Diuretics effective as second-line agents in treating high blood pressure

A new review shows that diuretics — drugs often recommended as a first-line treatment for high blood pressure — are also effective when added as a second agent to other blood-pressure lowering drugs.

Moreover, diuretics are effective regardless of which blood pressure medication the patient takes them with with, found reviewers led by Jenny Chen at the University of British Columbia, in Vancouver. Many people with high blood pressure must take two or more medications to keep their blood pressure in check.

The reviewers analyzed the findings of 53 studies evaluating diuretics in 15,129 patients to see how much blood pressure decreases when patients take a diuretic, like Diuril, with another antihypertensive drug.

The review appears in the latest issue of The Cochrane Library, a publication of The Cochrane Collaboration, an international organization that evaluates medical research. Systematic reviews draw evidence-based conclusions about medical practice after considering both the content and quality of existing medical trials on a topic.

Medical professionals define hypertension as a blood pressure measurement of equal to or greater than 140/90 mmHg. Hypertension is a main contributor to heart disease, kidney disease and stroke.

Thiazide diuretics, first developed in the 1950s, can be effective in controlling hypertension and are among the least expensive drugs available for that purpose. Other medications for hypertension — angiotensin-converting enzyme (ACE) inhibitors like Lotensin, angiotensin receptor blockers (ARBs) like Avapro and calcium channel blockers — have been developed since then.

At the beginning of the studies, patients had an average blood pressure of 156/101 mmHg. Their average age was 54 years and most of the patients were white. Studies lasted from three weeks to 12 weeks, six weeks on average.

Hydrochlorothiazide was the diuretic used in nearly all (92 percent) of the studies. Diuretics were added as a second medication to newer blood pressure lowering drugs such as ACE inhibitors, ARBs and calcium channel blockers.

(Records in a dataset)

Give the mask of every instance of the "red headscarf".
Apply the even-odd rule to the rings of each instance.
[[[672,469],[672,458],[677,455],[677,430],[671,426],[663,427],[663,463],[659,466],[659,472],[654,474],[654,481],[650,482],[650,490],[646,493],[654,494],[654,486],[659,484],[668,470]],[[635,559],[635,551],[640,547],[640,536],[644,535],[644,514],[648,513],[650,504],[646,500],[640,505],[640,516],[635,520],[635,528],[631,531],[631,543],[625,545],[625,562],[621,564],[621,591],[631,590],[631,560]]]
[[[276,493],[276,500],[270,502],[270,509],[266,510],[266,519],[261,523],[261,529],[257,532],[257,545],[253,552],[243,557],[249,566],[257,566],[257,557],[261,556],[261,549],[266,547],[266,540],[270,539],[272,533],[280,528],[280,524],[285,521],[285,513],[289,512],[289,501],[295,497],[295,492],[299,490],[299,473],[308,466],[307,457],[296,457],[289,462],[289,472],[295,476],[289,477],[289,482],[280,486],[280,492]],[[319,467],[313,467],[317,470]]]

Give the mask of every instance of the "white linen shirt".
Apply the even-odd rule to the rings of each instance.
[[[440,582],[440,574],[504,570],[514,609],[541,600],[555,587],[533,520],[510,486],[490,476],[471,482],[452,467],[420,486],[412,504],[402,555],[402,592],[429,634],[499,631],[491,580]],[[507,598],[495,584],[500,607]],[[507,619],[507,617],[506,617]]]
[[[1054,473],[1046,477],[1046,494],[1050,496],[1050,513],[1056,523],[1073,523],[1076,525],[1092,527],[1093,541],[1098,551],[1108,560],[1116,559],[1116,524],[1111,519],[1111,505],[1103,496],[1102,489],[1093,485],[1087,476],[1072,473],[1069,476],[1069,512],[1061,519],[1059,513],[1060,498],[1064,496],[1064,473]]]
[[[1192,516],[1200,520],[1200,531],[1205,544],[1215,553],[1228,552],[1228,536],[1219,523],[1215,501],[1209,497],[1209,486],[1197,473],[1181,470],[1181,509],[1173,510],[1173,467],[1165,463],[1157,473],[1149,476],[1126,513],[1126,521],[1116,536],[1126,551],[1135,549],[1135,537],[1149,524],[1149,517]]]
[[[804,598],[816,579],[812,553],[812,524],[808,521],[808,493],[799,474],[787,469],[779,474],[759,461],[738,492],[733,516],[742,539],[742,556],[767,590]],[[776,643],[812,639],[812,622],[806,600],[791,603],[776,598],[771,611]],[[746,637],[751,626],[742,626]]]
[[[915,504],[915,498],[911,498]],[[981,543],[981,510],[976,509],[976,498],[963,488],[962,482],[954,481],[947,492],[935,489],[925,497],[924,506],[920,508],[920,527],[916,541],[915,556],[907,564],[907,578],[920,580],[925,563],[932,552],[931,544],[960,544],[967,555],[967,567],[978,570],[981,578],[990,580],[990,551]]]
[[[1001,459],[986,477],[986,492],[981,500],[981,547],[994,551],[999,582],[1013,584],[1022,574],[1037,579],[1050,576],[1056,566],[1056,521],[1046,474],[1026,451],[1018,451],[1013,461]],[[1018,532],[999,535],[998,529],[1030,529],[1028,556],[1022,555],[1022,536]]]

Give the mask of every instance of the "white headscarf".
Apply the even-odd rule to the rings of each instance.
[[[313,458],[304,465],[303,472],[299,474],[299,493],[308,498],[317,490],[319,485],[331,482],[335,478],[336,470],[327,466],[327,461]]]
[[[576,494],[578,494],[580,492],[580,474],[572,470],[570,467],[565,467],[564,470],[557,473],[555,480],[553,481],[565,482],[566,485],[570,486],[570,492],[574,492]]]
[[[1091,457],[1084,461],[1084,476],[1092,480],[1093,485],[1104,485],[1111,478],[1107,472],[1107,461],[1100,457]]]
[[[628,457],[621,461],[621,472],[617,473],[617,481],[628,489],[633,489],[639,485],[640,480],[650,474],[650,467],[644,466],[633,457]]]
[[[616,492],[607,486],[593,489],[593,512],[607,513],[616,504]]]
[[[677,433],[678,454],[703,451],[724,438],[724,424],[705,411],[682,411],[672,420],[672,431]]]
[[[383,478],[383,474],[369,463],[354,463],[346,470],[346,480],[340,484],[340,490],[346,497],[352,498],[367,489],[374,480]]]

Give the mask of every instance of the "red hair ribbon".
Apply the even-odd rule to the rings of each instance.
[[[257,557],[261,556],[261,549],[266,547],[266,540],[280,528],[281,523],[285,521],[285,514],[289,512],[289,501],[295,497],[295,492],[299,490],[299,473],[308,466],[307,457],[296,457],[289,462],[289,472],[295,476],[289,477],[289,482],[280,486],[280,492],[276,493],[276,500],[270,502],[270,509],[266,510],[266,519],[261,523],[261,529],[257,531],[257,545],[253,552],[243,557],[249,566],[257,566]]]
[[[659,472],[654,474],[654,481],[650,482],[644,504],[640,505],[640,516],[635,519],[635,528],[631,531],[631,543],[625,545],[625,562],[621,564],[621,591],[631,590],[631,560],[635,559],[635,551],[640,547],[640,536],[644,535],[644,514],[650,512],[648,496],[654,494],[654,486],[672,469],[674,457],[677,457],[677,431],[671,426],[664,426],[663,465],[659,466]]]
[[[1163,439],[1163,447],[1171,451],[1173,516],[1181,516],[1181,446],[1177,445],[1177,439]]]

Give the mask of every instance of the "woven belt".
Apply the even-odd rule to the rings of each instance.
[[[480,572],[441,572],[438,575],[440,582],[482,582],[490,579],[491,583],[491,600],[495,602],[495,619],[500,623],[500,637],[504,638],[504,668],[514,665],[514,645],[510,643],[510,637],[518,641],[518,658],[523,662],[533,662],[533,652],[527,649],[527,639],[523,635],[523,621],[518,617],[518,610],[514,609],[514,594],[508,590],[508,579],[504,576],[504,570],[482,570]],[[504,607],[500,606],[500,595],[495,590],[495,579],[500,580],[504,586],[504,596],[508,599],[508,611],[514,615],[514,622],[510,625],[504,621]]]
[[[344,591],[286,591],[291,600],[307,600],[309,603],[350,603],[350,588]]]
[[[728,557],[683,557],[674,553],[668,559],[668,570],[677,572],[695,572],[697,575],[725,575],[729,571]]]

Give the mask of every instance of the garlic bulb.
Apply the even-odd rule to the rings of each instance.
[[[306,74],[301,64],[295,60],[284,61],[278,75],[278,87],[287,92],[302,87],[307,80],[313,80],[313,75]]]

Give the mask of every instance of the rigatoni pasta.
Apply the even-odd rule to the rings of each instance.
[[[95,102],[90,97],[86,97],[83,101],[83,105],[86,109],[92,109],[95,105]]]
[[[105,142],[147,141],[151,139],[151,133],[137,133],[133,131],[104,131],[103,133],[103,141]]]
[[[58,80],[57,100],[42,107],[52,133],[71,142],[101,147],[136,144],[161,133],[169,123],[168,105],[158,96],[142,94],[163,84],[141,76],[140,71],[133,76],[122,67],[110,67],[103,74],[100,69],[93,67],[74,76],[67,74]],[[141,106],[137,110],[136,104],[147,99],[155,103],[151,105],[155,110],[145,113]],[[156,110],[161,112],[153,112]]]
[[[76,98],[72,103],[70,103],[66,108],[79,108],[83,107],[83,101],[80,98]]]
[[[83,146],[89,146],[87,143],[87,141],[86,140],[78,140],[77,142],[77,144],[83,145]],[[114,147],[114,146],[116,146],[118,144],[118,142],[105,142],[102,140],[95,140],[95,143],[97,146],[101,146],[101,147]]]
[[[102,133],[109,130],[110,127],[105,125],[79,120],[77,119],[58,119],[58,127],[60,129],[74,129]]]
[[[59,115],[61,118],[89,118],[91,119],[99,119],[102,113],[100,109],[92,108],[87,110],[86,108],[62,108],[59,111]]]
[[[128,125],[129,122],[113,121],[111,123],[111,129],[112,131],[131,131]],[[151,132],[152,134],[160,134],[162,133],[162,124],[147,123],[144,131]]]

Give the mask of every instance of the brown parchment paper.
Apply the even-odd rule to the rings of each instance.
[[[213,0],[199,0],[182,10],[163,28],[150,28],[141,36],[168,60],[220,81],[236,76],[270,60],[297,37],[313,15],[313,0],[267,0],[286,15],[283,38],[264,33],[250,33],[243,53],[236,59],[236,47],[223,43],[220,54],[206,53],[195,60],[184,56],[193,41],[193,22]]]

**Task list**
a) Answer these questions from the article on diuretics for high blood pressure:
(i) How many studies and how many patients did the reviewers analyze?
(ii) What blood pressure measurement do medical professionals use to define hypertension?
(iii) Which diuretic was used in nearly all of the studies, and in what percentage of them?
b) Translate this sentence from the article on diuretics into Spanish: "Hypertension is a main contributor to heart disease, kidney disease and stroke."
c) Continue the article on diuretics as second-line agents for high blood pressure, starting after its final sentence.

**Responses by item number**
a)
(i) 53 studies and 15,129 patients.
(ii) A measurement equal to or greater than 140/90 mmHg.
(iii) Hydrochlorothiazide, in 92 percent of the studies.

b) La hipertensión es uno de los principales factores que contribuyen a las enfermedades cardíacas, las enfermedades renales y los accidentes cerebrovasculares.

c)
When added as a second drug, thiazide diuretics lowered blood pressure between 4/2 mmHg at lower doses and 14/6 mmHg at higher doses. These results did not depend on the class of first-line drug prescribed.

"The most important finding is that diuretics administered as a second-line drug lower blood pressure to the same degree as when given alone," Chen said. "Blood pressure reduction appears to be independent of the first-line drug used."

"The second most important finding," she added, "is that the blood pressure lowering effect was greater with greater doses. This has not been demonstrated previously in clinical studies."

Sandra Taler, M.D., a clinician in the division of nephrology and hypertension at the Mayo Clinic, commented on the review. "For certain drugs — ACE inhibitors and ARBs — it's generally been promoted that adding a diuretic will have a 'synergistic effect,'" that is, an effect over and above an additive effect. "Adding a diuretic to these drugs should result in a greater reduction in blood pressure than just the single effect of each drug. This study did not find that, and it really didn't matter what drug the diuretic was added to," she said.

Taler said that the review is important because 60 percent to 70 percent of people with high blood pressure need more than one drug to control their blood pressure. On average, two to three medications are required, she said, while some people might need five or more medications for adequate control.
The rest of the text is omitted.